Point placement records:
----------
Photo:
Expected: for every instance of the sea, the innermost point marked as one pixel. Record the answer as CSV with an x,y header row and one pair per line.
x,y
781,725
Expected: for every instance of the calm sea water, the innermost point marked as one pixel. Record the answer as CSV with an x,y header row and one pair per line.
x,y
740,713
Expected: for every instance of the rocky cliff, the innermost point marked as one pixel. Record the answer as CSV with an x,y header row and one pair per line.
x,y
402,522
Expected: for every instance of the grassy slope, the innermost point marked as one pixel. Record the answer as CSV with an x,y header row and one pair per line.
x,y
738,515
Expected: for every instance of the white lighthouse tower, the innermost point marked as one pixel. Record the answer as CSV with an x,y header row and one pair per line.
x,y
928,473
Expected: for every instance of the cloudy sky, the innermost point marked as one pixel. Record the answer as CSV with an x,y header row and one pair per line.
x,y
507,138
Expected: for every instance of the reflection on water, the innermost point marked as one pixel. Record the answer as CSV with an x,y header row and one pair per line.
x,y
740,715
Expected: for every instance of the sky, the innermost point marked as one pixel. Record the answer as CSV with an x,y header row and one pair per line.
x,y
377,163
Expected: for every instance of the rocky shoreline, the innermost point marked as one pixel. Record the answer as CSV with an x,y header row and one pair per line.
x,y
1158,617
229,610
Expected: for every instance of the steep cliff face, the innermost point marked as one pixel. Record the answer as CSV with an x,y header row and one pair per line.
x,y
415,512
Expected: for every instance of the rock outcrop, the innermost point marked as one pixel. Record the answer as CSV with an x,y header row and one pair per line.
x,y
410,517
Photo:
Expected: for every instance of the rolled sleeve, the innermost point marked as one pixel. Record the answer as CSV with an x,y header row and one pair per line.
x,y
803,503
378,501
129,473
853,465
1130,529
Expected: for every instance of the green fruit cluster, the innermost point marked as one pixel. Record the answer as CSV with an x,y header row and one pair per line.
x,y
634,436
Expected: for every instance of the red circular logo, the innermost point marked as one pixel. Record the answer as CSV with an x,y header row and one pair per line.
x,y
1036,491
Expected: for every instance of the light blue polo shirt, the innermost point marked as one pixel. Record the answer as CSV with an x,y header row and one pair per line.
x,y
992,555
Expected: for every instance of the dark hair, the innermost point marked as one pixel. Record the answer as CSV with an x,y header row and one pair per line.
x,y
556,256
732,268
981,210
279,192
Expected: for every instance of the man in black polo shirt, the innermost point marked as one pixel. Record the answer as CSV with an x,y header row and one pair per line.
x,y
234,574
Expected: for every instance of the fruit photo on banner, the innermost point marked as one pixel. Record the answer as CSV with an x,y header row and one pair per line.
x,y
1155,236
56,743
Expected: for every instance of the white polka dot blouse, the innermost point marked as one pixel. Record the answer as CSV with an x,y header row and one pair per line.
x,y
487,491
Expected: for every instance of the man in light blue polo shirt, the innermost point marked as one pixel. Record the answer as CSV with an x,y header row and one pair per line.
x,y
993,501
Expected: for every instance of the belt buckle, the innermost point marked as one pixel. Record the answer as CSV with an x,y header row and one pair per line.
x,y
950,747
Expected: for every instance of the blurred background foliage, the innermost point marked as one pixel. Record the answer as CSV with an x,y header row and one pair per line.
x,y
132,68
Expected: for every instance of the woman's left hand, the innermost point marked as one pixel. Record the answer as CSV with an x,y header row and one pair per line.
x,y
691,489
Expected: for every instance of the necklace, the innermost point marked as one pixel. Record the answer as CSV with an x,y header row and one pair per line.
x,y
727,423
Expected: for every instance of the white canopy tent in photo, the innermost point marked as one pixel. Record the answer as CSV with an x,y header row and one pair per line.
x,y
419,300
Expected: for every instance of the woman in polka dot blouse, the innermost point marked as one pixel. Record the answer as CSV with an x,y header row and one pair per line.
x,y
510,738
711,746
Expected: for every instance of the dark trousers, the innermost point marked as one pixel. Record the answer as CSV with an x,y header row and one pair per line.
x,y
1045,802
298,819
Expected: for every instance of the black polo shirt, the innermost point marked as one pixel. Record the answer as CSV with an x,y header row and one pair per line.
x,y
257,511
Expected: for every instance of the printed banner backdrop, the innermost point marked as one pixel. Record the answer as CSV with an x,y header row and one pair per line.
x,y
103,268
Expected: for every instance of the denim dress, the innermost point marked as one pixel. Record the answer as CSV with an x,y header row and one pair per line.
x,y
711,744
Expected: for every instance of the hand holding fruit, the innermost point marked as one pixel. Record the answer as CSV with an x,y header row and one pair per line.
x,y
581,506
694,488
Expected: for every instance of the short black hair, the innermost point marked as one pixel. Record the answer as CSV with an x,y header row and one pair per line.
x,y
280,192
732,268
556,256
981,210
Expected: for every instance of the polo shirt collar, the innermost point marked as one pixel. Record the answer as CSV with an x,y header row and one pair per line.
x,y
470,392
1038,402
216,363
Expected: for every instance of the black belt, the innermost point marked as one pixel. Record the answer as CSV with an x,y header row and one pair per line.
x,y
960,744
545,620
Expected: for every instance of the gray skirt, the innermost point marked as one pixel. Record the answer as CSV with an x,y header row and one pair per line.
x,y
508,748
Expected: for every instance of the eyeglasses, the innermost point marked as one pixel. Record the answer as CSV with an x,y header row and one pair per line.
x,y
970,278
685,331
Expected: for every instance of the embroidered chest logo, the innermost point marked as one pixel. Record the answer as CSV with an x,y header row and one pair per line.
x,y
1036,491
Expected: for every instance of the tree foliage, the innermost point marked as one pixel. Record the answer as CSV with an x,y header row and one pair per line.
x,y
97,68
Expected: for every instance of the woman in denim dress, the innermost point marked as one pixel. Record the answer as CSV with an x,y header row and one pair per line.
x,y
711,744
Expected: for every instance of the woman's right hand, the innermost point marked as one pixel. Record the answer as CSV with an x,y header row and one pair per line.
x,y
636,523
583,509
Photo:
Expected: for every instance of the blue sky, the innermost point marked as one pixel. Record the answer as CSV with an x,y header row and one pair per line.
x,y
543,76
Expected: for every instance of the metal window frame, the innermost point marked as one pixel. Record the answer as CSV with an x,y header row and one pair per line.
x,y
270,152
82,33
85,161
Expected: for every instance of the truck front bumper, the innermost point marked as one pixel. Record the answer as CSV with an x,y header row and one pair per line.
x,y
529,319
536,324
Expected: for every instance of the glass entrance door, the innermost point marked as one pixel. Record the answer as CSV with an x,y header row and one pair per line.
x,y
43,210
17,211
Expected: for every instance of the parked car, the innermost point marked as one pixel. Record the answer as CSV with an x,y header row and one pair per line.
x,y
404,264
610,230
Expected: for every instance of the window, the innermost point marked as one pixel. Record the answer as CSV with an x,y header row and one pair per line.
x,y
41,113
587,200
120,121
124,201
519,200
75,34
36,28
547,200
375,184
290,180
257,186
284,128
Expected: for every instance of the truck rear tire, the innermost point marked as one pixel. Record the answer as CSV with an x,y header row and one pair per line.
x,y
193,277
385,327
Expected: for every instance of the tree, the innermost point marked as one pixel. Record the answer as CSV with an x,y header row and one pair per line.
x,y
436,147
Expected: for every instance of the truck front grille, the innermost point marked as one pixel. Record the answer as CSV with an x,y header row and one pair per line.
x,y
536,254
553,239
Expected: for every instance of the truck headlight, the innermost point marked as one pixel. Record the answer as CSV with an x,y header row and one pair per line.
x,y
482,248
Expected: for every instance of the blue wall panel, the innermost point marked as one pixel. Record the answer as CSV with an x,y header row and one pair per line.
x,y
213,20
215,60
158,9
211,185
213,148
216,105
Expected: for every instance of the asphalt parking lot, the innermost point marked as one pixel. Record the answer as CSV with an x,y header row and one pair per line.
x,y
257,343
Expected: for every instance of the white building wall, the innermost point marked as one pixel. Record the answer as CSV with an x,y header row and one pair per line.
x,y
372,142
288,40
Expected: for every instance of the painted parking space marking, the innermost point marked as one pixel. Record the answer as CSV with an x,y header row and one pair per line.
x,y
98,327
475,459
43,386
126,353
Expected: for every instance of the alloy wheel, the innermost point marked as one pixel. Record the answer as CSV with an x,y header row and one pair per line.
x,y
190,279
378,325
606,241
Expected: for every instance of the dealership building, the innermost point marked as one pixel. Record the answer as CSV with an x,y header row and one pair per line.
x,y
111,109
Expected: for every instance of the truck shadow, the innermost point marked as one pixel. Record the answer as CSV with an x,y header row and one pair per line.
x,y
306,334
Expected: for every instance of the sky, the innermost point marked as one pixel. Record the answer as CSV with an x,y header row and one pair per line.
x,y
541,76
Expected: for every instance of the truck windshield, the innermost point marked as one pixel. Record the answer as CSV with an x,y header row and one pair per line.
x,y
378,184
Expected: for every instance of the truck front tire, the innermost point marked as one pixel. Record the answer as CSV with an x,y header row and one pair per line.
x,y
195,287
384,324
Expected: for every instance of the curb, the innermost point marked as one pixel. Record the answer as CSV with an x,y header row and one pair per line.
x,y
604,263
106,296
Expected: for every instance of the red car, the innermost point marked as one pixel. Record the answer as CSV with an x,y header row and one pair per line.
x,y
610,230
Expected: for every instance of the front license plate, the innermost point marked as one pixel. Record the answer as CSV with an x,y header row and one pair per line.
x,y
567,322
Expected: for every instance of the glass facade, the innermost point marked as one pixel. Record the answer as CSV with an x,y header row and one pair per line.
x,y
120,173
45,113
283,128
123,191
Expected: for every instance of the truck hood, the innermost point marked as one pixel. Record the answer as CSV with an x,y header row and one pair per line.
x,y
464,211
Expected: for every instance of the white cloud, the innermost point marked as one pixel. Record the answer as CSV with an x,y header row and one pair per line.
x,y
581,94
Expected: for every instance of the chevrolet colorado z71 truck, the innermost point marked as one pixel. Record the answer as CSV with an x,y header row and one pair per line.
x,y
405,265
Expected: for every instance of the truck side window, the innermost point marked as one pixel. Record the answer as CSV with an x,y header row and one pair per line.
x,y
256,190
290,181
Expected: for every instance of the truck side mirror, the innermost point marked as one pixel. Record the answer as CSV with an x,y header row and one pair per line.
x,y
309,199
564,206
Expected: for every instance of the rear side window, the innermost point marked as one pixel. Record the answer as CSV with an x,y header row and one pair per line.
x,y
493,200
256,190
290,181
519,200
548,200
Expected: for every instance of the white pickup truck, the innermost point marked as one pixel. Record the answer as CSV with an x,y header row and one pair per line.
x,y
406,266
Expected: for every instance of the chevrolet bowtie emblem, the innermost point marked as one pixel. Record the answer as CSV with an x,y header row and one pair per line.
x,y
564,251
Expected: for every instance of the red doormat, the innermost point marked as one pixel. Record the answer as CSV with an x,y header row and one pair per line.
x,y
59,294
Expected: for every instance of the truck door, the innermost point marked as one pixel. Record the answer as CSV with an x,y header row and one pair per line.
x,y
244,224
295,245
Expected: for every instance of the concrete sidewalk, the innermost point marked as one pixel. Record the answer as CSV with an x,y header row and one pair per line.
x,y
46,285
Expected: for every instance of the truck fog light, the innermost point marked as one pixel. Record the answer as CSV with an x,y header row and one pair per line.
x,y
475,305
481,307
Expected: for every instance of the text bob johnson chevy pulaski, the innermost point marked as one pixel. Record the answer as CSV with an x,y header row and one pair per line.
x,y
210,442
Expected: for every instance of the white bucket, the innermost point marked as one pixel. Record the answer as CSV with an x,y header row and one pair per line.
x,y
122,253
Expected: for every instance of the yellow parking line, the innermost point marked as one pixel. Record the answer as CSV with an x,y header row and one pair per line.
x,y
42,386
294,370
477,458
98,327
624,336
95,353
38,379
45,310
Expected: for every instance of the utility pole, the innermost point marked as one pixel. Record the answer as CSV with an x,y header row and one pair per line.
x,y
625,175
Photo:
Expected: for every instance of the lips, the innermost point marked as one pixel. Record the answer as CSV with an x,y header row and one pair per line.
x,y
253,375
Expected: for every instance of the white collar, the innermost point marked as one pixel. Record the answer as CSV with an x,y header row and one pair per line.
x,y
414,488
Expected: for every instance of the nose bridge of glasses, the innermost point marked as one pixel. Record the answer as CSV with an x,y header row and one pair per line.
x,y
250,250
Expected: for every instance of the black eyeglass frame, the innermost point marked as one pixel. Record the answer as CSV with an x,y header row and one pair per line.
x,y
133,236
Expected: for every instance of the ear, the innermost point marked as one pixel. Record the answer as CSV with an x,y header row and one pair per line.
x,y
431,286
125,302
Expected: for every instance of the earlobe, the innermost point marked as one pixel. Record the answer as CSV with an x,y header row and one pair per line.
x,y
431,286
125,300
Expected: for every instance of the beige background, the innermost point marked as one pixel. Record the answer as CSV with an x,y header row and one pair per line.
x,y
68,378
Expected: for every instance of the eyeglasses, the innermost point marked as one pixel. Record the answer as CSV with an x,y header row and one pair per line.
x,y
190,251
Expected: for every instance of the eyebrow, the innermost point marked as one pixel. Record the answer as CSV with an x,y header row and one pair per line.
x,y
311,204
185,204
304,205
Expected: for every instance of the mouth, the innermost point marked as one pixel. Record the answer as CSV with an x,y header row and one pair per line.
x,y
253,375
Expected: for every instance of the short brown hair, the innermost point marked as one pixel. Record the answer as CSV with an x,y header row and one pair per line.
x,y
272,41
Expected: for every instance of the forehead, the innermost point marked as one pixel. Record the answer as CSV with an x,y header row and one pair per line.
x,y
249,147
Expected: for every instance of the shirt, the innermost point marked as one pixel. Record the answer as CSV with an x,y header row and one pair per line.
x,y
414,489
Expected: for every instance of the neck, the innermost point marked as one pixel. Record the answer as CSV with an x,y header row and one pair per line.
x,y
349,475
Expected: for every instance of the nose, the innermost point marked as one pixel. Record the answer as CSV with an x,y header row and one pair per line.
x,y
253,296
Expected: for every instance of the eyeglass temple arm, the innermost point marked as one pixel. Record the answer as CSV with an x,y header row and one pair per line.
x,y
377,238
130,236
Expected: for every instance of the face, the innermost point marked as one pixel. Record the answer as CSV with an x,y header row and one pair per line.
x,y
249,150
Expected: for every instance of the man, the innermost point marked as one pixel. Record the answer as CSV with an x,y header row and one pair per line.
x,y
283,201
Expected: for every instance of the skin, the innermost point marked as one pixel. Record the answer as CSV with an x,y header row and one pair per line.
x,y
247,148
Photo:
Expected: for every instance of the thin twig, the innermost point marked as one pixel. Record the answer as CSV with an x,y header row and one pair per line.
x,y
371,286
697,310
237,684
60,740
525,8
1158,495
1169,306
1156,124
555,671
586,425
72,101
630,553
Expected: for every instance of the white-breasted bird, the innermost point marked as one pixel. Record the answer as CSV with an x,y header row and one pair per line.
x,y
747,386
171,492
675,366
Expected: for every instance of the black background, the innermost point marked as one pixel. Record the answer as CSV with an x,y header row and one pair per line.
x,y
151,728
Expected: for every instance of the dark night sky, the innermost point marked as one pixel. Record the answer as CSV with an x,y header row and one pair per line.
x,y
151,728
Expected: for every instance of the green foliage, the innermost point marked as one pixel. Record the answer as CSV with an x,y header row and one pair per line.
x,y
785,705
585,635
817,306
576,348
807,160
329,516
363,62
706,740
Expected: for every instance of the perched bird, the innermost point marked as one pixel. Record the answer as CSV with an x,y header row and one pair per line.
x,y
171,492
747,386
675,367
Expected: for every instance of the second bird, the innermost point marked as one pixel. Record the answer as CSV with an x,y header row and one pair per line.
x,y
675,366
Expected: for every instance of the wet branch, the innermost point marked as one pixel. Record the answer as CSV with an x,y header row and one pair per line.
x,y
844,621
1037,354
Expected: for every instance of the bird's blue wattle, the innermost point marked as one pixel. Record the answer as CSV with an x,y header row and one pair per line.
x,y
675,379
----------
_Aim of the exercise:_
Above are the records; copy exactly the lines from the one with "Expected: for every instance of the perched" through the final line.

_Solution:_
Expected: for every instance of the perched bird, the innermost point marked as one pixel. Record the answer as CSV with an x,y header row and one pair per line.
x,y
171,492
747,386
675,367
Expected: for every instance of the second bird, the innermost point marked as one pixel. Record the answer as CSV with an x,y header row and one pair per line.
x,y
675,366
Expected: for every instance of the wet branch, the innermost point marked as one pixel. Record the answer as CSV with an x,y header row and one pair per line.
x,y
844,621
1037,354
Expected: for every instance of the bird's blue wattle, the innermost point marked as one pixel. Record the answer as CSV with an x,y header row and one pair per line.
x,y
675,379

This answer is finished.